In the financial covenants section below, condense paragraph (a), which begins "permit the Borrower to make capital expenditures," into a short list that keeps its main facts.
::: Selected excerpt :::
C. FINANCIAL COVENANTS.
-------------------
Each of the Guarantors and the Borrower agrees that so long as there are any
Loans or Letter of Credit outstanding and until the termination of the
Commitment and the payment and satisfaction in full of all the Obligations,
neither of the Guarantors nor the Borrower will and where applicable the
Borrower will not permit its other Subsidiaries to:
(a) permit the Borrower to make capital expenditures which in the aggregate and
on a consolidated basis which exceed (i) $1,200,000 in fiscal year 1998, and
(ii) $1,000,000 in any fiscal year thereafter; provided, however, that, if
-------- -------
during any fiscal year the amount of capital expenditures permitted for that
fiscal year is not so utilized, such unutilized amount may be utilized in the
next succeeding fiscal year but not in any subsequent fiscal year;
(b) permit the Leverage Ratio of the Borrower and its Subsidiaries for any
fiscal quarter ending during any period described in the table below to be
greater than the ratio set forth opposite such period in such table:
-44-
PERIOD RATIO
------ -----
November 1, 1996 - January 31, 1997 3.30:1.00
February 1, 1997 - October 31, 1997 3.00:1.00
November 1, 1997 - January 31, 1998 2.70:1.00
February 1, 1998 - April 30, 1998 2.60:1.00
May 1, 1998 - July 31, 1998 2.40:1.00
August 1, 1998 - January 31, 1999 2.25:1.00
February 1, 1999 - July 31, 1999 2.00:1.00
August 1, 1999 - thereafter 1.50:1.00
(c) permit the ratio of the Borrower's Consolidated Operating Cash Flow to
Consolidated Total Debt Service for any Reference Period to be less than the
ratio set forth opposite such period in such table:
-45-
PERIOD RATIO
------ -----
November 1, 1996 - July 31, 1997 2.50:1.00
August 1, 1997 - October 31, 1997 2.00:1.00
November 1, 1997 - January 31, 1998 1.60:1.00
February 1, 1998 - January 31, 1999 1.25:1.00
February 1, 1999 - thereafter 1.50:1.00
(d) permit the ratio of the Borrower's Consolidated Current Assets to
Consolidated Current Liabilities at any time, commencing April 30, 1996, to be
less than 1.00:1.00.
::: Record set :::
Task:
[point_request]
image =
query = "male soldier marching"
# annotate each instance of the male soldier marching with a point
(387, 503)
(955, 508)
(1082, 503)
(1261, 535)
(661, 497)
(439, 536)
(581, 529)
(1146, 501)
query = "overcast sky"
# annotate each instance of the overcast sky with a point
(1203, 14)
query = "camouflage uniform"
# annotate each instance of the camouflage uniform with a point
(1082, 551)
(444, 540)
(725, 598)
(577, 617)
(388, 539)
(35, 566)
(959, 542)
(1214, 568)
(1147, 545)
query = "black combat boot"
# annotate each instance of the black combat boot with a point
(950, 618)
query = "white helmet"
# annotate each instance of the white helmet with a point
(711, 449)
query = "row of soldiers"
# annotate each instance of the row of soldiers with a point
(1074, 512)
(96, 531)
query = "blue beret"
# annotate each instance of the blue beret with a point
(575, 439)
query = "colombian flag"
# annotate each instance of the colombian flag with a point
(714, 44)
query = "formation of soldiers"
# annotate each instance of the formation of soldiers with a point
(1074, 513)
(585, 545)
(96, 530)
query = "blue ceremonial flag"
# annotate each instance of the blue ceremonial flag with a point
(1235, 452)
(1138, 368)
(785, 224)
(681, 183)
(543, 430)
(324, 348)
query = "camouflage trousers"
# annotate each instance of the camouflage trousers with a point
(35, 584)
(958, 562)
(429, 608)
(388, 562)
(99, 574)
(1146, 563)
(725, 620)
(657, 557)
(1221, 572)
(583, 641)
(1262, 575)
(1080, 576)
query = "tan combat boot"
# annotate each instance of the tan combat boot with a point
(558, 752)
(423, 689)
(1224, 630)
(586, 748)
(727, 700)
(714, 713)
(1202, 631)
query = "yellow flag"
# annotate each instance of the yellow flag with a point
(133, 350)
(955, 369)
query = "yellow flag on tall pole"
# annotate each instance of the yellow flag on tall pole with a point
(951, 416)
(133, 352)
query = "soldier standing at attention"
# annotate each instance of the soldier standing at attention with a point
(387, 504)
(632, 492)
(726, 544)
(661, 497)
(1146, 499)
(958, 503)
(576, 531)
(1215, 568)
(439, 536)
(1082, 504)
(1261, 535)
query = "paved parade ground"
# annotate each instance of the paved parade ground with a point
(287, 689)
:::
■ Full solution ■
- The Borrower's capital expenditures, in aggregate and on a consolidated basis, may not exceed $1,200,000 in fiscal year 1998.
- In each fiscal year after that, the limit is $1,000,000.
- Any amount left unused in a fiscal year may be used only in the next fiscal year, not in any later one.